* _Text_
****************************************

By Rafiq Raji, PhD
I think so. The headline growth figure is a year-on-year metric. Surely it is not unreasonable to reckon the economy would do better this quarter than it did during the same period last year. Q1-2016 was awful. Q1-2017 is not likely to be as bad. Thus, intuitively, on a year-on-year basis, the headline should be positive in 2017 because of a likely lower base.
Agricultural production, which is at least a quarter of GDP, is almost definitely set to expand above trend; principally driven by crop production. The agriculture sector grew 4.5% year-on-year (y/y) in Q3-2016, faster than the 3.5% y/y growth for the same period in 2015. Besides, there is anecdotal evidence to support likely better growth this year. For instance, the All Farmers Association of Nigeria (AFAN) says its members recorded a bumper harvest in the fourth quarter of 2016, confirming earlier comments by Nigeria’s president, Muhammadu Buhari. Not only that, farmers sold their produce at better prices in the most recent season, due to relatively higher demand, especially from manufacturers forced to backward integrate, as hitherto imported inputs have become difficult to acquire due to foreign exchange restrictions by the Central Bank of Nigeria (CBN).

****************************************

* _Objective_
In the article on Nigeria's economy, how much did the agriculture sector grow year-on-year in Q3-2016? The entries after this article are separate material with no connection to it.

* _Material supplied_
****************************************

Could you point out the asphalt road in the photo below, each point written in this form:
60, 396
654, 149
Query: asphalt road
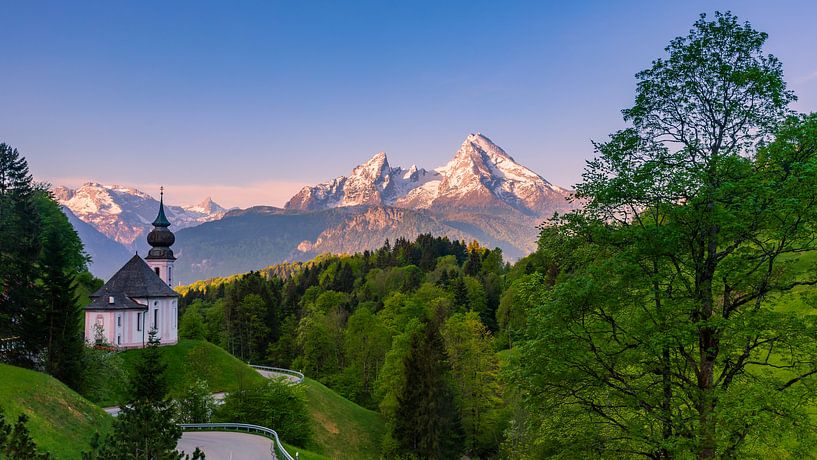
227, 445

****************************************

* _Exercise result_
4.5%